DIRECTIONS
In the material below, how many lines contain the string "green", treating uppercase and lowercase as different? Reply with the number alone.

··· SUPPLIED RECORDS ···

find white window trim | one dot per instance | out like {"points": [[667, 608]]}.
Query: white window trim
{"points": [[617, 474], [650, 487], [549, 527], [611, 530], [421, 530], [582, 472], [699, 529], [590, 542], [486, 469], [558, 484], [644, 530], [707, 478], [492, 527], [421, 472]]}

···
··· SUPPLIED RECORDS ···

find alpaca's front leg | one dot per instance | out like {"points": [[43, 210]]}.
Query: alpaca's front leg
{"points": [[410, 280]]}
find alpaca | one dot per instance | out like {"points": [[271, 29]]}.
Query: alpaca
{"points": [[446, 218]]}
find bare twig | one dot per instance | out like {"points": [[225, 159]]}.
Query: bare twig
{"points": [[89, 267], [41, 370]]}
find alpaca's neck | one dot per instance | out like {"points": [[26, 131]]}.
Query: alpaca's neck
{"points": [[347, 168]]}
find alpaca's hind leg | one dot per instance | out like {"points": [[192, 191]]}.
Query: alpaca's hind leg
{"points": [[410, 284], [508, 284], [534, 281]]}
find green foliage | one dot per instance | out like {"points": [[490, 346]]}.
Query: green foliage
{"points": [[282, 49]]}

···
··· SUPPLIED RECORDS ···

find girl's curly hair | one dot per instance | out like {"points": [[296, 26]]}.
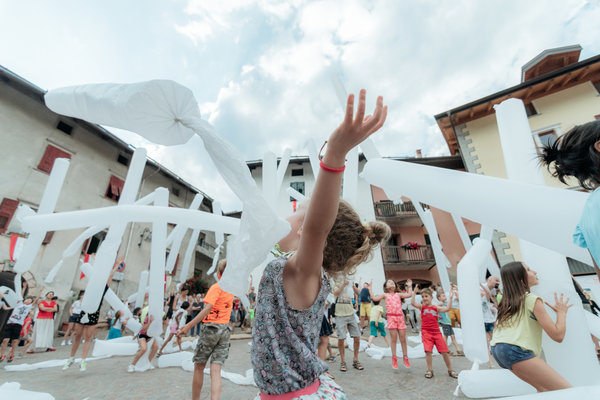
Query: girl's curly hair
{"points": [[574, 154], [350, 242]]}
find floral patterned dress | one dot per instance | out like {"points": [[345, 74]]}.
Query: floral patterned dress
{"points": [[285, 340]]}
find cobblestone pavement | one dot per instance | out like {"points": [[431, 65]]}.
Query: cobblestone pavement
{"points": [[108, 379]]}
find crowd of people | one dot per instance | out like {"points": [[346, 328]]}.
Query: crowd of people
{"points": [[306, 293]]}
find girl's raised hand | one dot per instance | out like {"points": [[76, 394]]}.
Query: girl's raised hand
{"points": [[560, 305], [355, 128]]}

···

FULL ANSWER
2